Excerpted text:
-*-
Utterance-level biasing:

decoding method lh-test-clean lh-test-other comment
modified_beam_search 3.17 6.72 --use-pre-text 0 --use-style-prompt 0
modified_beam_search 2.91 6.24 --pre-text-transform upper-no-punc --style-text-transform upper-no-punc
modified_beam_search 2.72 5.72 --pre-text-transform mixed-punc --style-text-transform mixed-punc

The decoding command for the table above is:

for style in mixed-punc upper-no-punc; do
    python ./zipformer_prompt_asr/decode_bert.py \
        --epoch 50 \
        --avg 10 \
        --use-averaged-model True \
        --post-normalization True \
        --causal False \
        --exp-dir ./zipformer_prompt_asr/exp \
        --manifest-dir data/fbank \
        --bpe-model data/lang_bpe_500_fallback_coverage_0.99/bpe.model \
        --max-duration 1000 \
        --decoding-method modified_beam_search \
        --beam-size 4 \
        --text-encoder-type BERT \
        --text-encoder-dim 768 \
        --memory-layer 0 \
        --use-ls-test-set False \
        --use-ls-context-list False \
        --max-prompt-lens 1000 \
        --use-pre-text True \
        --use-style-prompt True \
        --style-text-transform $style \
        --pre-text-transform $style \
        --compute-CER 0
done

Word-level biasing:

The results are reported on LibriSpeech test-sets using the biasing list provided from https://arxiv.org/abs/2104.02194. You need to set --use-ls-test-set True so that the LibriSpeech test sets are used.
-*-
Material supplied:
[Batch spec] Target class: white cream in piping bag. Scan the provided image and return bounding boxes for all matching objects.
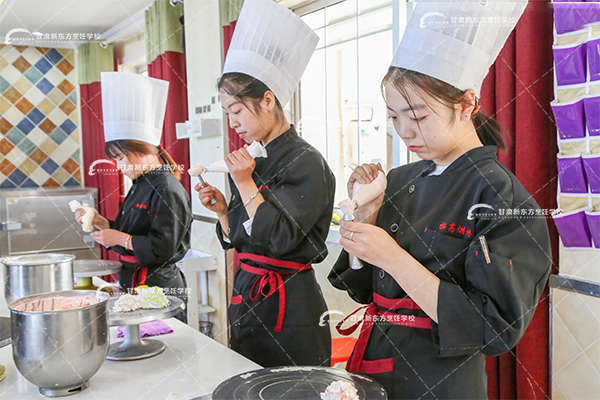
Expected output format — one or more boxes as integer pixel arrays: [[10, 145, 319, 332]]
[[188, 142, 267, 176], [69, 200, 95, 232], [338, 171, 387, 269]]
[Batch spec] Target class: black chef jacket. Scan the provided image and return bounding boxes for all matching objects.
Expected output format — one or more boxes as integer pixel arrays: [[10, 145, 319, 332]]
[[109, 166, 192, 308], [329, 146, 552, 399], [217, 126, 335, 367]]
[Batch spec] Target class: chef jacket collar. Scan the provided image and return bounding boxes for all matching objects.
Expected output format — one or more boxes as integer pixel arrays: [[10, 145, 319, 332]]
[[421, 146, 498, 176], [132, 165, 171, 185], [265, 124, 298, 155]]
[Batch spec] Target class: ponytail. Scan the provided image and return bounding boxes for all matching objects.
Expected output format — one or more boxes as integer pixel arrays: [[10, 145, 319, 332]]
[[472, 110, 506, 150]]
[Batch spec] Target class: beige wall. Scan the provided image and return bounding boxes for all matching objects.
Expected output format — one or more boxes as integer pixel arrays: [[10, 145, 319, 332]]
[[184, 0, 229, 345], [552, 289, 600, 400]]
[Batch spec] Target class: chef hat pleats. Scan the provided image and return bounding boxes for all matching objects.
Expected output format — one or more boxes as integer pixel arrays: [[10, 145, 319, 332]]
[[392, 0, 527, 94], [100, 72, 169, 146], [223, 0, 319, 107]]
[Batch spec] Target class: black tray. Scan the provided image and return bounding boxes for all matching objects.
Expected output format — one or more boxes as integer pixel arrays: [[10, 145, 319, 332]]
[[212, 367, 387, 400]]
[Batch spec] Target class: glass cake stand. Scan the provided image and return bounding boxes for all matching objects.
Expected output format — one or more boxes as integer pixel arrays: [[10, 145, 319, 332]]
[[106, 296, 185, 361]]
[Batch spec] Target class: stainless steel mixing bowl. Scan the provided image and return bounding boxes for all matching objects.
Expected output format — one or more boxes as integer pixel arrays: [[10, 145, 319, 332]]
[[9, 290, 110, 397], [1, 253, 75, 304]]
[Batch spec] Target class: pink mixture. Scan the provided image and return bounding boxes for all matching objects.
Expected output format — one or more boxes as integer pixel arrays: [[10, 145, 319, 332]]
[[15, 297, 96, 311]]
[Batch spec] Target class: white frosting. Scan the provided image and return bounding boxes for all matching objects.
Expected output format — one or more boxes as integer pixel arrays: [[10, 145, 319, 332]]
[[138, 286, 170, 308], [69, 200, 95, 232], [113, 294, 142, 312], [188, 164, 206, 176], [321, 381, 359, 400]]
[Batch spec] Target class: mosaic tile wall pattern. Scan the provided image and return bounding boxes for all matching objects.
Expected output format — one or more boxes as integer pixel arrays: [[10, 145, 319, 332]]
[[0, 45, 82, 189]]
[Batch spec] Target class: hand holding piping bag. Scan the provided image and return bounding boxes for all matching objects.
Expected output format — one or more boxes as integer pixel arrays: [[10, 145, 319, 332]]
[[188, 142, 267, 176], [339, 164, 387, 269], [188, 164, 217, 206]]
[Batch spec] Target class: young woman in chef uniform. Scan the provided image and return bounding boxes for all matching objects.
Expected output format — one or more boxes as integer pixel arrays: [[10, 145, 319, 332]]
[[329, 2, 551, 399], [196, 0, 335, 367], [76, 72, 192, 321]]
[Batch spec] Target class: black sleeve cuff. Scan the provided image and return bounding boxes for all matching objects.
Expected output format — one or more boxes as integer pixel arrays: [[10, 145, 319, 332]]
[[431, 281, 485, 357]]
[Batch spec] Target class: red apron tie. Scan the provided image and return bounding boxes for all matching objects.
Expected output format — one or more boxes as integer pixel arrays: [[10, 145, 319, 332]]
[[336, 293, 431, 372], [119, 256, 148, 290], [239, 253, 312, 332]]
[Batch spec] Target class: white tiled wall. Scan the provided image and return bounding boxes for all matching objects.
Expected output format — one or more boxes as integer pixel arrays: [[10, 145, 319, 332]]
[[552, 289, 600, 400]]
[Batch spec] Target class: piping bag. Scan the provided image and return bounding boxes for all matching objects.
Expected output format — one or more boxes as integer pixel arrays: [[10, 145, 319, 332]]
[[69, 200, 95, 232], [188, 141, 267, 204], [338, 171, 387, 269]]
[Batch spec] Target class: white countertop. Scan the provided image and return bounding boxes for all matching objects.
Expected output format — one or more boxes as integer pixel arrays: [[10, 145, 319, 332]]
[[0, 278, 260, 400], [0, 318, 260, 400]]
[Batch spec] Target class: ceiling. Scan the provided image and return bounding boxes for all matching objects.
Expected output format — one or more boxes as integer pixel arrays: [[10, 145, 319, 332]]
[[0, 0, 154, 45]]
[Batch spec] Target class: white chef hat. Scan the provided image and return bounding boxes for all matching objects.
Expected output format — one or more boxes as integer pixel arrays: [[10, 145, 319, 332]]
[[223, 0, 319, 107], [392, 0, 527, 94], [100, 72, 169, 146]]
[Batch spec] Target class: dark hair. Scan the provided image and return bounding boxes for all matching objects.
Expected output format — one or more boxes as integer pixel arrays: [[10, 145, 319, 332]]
-*-
The problem: Reproduce the speech-recognition excerpt word for word from "The results are" to "sets are used.". The material has no connection to the speech-recognition excerpt.

Solution to the exercise:
The results are reported on LibriSpeech test-sets using the biasing list provided from https://arxiv.org/abs/2104.02194. You need to set --use-ls-test-set True so that the LibriSpeech test sets are used.